===== RECORDED INFORMATION =====
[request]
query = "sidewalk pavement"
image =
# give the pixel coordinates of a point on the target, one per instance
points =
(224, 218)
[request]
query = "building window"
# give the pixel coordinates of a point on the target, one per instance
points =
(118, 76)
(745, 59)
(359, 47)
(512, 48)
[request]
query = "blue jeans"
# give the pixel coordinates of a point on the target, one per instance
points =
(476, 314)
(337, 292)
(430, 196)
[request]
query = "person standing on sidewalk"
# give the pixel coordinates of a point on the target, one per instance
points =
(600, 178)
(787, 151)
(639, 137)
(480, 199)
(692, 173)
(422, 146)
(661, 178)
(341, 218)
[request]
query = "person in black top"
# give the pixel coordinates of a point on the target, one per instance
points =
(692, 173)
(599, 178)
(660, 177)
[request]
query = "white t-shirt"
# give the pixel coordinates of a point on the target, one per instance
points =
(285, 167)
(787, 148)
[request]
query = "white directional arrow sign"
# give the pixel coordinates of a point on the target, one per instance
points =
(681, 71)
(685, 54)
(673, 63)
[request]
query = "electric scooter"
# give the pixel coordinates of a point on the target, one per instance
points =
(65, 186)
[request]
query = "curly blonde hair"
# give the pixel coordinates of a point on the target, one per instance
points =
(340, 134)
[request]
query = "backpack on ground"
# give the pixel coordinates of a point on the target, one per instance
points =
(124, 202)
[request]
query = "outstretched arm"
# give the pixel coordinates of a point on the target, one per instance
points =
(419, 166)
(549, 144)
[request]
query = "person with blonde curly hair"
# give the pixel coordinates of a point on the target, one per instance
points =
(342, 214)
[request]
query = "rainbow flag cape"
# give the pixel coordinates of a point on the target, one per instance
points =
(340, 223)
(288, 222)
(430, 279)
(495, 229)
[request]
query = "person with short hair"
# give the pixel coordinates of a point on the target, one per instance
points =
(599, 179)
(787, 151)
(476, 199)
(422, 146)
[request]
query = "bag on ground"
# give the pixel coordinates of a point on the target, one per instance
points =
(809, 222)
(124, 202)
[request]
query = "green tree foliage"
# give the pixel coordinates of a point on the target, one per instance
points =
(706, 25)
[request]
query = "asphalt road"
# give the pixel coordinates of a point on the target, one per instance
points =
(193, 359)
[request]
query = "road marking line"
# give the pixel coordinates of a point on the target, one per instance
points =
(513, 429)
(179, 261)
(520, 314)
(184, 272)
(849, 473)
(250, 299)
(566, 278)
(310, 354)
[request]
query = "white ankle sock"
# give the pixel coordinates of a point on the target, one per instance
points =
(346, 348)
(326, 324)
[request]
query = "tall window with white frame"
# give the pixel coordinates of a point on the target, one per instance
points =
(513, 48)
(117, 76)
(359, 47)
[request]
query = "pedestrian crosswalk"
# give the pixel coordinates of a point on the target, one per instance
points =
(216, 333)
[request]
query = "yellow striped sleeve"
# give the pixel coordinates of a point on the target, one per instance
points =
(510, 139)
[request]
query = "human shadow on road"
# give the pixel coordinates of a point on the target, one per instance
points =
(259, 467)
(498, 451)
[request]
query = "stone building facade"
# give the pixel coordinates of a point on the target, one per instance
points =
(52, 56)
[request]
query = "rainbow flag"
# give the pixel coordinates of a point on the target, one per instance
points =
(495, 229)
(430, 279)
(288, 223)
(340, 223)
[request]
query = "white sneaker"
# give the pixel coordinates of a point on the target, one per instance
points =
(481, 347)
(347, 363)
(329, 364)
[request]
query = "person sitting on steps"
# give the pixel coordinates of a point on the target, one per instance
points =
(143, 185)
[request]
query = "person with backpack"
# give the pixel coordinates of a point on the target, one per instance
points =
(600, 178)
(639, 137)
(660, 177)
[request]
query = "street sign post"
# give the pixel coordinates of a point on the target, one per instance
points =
=====
TASK DETAILS:
Copy every line of the material that contains the string "with". Case counts.

EXERCISE RESPONSE:
query = "person with blonde curly hair"
query = "person with short hair"
query = "tall window with white frame"
query = "person with backpack"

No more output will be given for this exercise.